◆ Assignment ◆
Taking the listing below, restate word for word each line from the line with "Query: black hijab" to the line with "For every instance of the concrete pavement", ends included, and stop there.

============

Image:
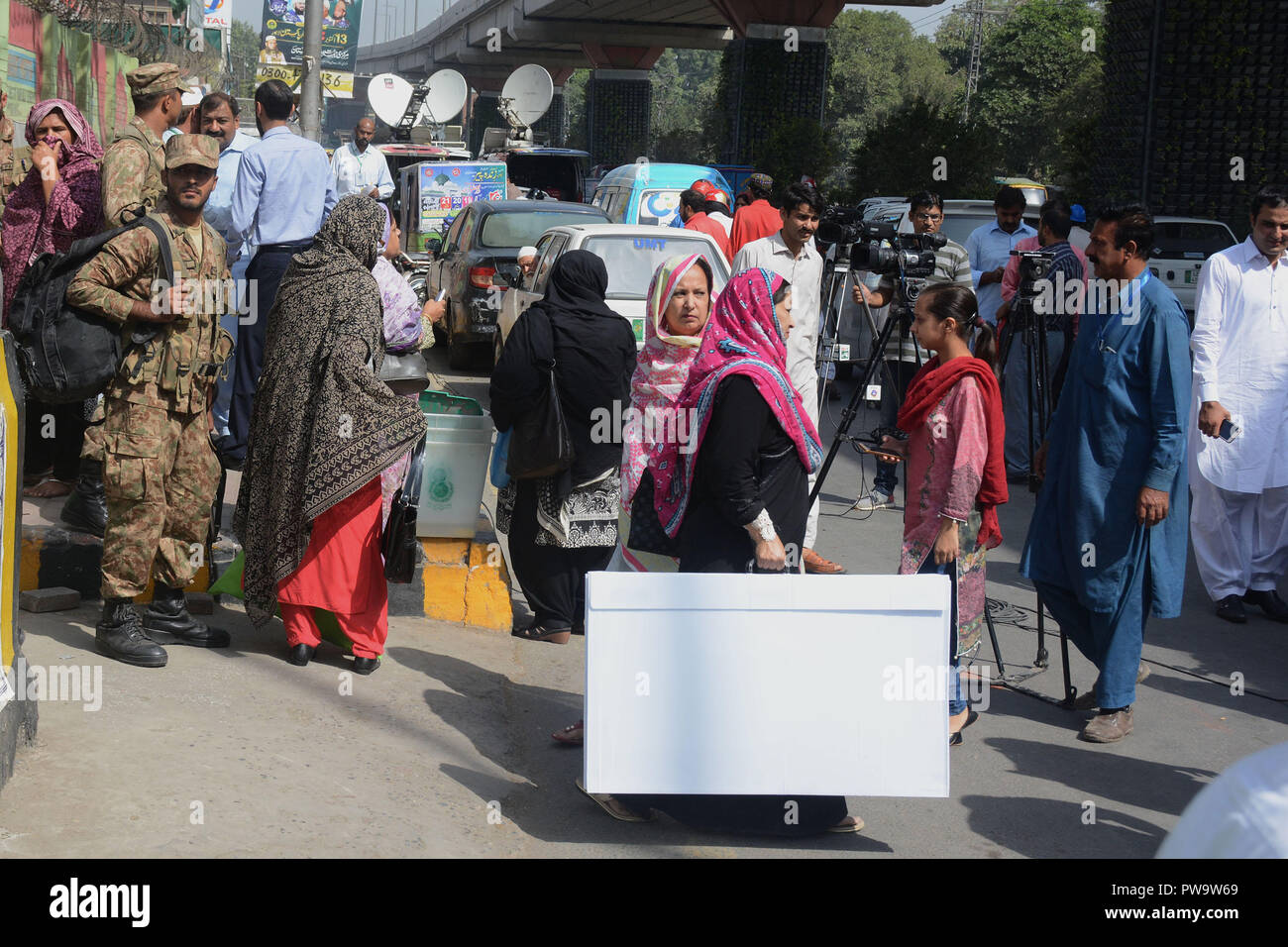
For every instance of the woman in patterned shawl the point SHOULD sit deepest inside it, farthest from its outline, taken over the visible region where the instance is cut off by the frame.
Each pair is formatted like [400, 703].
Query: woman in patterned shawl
[58, 202]
[956, 472]
[322, 429]
[566, 526]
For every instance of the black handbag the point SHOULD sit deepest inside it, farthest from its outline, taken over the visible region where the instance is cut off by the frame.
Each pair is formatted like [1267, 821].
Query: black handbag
[540, 444]
[647, 532]
[399, 544]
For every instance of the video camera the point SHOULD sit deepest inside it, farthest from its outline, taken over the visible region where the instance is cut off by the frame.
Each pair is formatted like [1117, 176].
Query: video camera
[909, 254]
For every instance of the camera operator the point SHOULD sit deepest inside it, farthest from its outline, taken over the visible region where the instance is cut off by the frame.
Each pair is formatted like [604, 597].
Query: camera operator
[952, 265]
[1063, 296]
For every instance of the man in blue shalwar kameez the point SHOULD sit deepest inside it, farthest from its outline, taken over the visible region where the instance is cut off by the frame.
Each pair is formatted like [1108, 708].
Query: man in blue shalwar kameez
[1108, 539]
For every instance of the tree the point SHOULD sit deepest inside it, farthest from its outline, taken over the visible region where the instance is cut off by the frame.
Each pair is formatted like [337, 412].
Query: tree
[1039, 84]
[922, 146]
[877, 65]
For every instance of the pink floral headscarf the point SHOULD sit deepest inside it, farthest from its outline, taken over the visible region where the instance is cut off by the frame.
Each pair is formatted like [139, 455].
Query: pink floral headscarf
[742, 338]
[75, 208]
[660, 375]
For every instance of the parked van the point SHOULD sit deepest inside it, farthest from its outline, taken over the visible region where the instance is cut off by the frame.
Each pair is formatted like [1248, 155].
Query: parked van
[648, 193]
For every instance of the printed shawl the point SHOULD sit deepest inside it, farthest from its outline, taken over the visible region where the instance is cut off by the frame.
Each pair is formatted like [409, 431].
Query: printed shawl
[75, 209]
[323, 425]
[926, 389]
[742, 338]
[660, 375]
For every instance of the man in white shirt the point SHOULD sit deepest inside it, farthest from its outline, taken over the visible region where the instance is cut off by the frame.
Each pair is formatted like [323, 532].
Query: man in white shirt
[793, 254]
[1239, 518]
[360, 166]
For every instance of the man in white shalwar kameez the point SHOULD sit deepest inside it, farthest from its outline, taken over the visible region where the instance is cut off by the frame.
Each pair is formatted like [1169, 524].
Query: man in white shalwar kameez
[1239, 518]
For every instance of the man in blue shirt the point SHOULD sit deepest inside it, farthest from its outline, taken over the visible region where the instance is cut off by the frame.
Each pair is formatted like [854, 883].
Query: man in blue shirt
[990, 248]
[283, 193]
[219, 119]
[1108, 539]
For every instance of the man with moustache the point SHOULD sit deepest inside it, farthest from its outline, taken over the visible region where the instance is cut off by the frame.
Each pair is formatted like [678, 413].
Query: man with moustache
[1239, 526]
[1107, 543]
[219, 119]
[159, 468]
[284, 191]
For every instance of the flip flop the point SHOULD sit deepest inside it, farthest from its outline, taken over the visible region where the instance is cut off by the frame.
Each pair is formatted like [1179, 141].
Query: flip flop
[571, 736]
[846, 826]
[39, 492]
[614, 808]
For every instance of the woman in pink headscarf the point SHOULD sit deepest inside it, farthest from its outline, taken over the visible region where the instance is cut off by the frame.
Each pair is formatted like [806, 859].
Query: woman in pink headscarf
[58, 202]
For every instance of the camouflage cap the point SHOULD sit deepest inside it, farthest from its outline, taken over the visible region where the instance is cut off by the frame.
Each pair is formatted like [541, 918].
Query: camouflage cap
[159, 76]
[191, 150]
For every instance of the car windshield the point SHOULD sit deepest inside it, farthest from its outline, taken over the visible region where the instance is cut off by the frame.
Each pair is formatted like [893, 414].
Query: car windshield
[1189, 240]
[631, 261]
[523, 227]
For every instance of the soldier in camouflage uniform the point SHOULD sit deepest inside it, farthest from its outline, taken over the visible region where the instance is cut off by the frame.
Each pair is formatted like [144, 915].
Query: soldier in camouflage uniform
[132, 185]
[160, 471]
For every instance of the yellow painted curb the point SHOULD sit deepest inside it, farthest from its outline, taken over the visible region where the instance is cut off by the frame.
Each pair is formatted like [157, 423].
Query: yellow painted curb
[465, 579]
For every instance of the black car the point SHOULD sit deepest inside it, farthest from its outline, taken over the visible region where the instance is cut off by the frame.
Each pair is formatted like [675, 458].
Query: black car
[478, 263]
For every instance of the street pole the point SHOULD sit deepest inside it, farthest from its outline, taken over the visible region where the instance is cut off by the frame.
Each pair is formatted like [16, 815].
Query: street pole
[310, 84]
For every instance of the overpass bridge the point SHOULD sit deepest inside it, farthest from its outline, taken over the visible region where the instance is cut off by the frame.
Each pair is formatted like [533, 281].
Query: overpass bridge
[778, 72]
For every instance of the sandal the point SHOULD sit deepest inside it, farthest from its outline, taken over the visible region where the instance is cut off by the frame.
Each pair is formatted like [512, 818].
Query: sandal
[48, 488]
[617, 809]
[31, 479]
[571, 736]
[850, 823]
[536, 631]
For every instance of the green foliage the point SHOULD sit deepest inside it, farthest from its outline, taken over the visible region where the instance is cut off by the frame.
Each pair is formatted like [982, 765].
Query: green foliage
[684, 99]
[1039, 85]
[922, 146]
[797, 147]
[876, 65]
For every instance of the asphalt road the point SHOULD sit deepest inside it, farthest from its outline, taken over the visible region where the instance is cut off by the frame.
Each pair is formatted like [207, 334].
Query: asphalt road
[446, 749]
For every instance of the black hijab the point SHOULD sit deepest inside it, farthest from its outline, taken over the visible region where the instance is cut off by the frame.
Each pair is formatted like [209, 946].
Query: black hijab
[593, 352]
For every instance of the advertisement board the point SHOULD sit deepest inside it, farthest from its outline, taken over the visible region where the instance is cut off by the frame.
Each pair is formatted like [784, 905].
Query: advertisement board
[445, 188]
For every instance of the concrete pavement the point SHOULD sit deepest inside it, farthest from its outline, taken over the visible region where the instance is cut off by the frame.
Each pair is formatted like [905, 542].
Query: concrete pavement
[446, 749]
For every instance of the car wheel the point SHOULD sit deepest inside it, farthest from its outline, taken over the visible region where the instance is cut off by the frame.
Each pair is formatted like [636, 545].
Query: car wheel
[459, 354]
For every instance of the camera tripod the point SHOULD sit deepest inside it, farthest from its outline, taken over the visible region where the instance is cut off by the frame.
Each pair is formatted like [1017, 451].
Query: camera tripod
[1031, 326]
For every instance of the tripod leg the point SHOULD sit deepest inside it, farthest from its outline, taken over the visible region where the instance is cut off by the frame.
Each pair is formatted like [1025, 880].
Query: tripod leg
[1042, 659]
[992, 637]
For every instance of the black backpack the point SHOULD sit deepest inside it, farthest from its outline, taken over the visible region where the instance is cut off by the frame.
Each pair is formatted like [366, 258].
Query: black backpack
[67, 355]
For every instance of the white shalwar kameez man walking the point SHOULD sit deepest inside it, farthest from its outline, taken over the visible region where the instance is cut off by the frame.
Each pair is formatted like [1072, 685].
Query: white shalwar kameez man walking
[1239, 518]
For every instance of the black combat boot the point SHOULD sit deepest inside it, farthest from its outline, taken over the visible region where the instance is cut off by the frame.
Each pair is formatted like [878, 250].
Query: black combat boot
[120, 634]
[168, 613]
[85, 509]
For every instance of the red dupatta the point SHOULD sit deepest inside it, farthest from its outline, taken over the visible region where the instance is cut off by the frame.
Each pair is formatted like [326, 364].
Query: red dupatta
[926, 389]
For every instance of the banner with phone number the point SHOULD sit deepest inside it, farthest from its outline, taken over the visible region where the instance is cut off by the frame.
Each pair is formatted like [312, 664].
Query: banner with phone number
[335, 84]
[282, 38]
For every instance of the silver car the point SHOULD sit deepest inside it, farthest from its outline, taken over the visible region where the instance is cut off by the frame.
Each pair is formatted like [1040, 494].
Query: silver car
[630, 252]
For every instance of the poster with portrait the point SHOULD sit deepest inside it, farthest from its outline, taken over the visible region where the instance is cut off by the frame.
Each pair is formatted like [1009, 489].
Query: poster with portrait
[282, 38]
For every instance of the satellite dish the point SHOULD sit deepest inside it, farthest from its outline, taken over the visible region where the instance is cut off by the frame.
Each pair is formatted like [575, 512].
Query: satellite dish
[526, 97]
[446, 98]
[389, 95]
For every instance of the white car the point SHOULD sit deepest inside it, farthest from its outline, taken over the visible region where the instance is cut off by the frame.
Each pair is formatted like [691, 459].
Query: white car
[1180, 247]
[630, 252]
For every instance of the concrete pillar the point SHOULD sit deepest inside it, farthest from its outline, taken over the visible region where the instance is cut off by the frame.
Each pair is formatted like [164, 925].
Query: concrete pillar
[483, 115]
[553, 127]
[776, 72]
[618, 103]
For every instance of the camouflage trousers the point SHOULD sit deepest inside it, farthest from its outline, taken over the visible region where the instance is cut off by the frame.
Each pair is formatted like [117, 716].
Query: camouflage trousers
[160, 476]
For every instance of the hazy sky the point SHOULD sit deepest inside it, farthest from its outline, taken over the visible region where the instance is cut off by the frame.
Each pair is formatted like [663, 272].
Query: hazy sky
[398, 17]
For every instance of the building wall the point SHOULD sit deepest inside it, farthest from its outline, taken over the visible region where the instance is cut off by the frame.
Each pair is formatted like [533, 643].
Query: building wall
[42, 58]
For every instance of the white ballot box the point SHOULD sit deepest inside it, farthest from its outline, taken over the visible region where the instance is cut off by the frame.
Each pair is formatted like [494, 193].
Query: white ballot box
[755, 684]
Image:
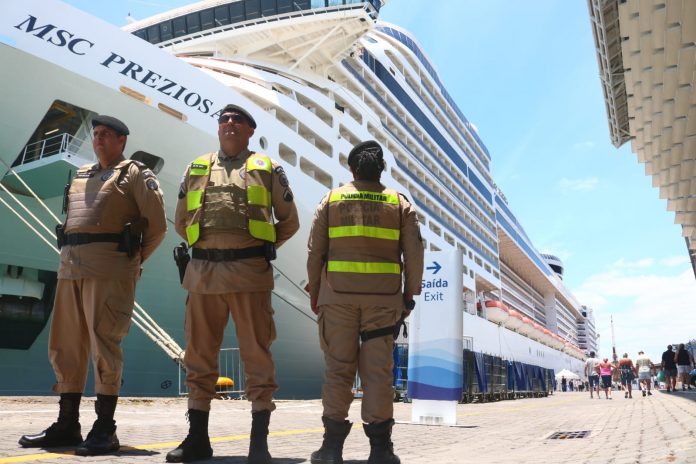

============

◆ Exercise result ◆
Query: black hijab
[593, 352]
For every instance of the advertisement board the point SHOULD sit deepest inside it, farthest from its outline, taken over the visible region where the instance is cut off by the frame.
Each pair is formatted like [784, 905].
Query: advertisement board
[445, 188]
For every instance of the concrete pavement the point SHOULD sit deepest inside it, farthest from its outline, taken over the visible region where the instance is cut off by the frame.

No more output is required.